* start *

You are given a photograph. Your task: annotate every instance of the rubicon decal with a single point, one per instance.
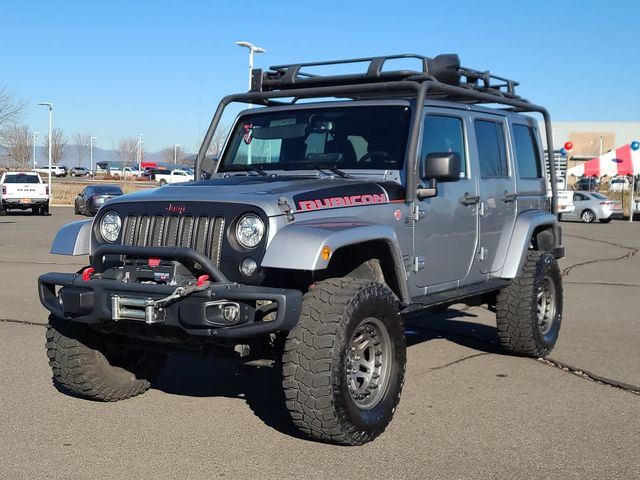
(345, 201)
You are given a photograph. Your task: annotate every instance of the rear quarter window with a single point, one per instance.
(526, 149)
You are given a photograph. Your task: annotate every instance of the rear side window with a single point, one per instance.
(492, 152)
(22, 178)
(526, 150)
(444, 134)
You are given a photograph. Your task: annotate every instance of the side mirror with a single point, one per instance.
(441, 166)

* end *

Could you copy out every line of the entries above word for word, leaving the pictures out?

> **RIGHT ANSWER**
You are given a photograph. Your task: annotate every instance of the rubicon decal with a single point, one per instance.
(345, 201)
You are given a photograph. Your task: annotate every instance of the rear quarter window with a single point, one per instance.
(526, 149)
You are given a photograph. Your task: annotate every instance of the rear side window with a single point, one per instance.
(492, 152)
(22, 178)
(526, 150)
(444, 134)
You are given a photograph. Your task: annotate every instance of the side mirror with a single point, one per instance.
(441, 166)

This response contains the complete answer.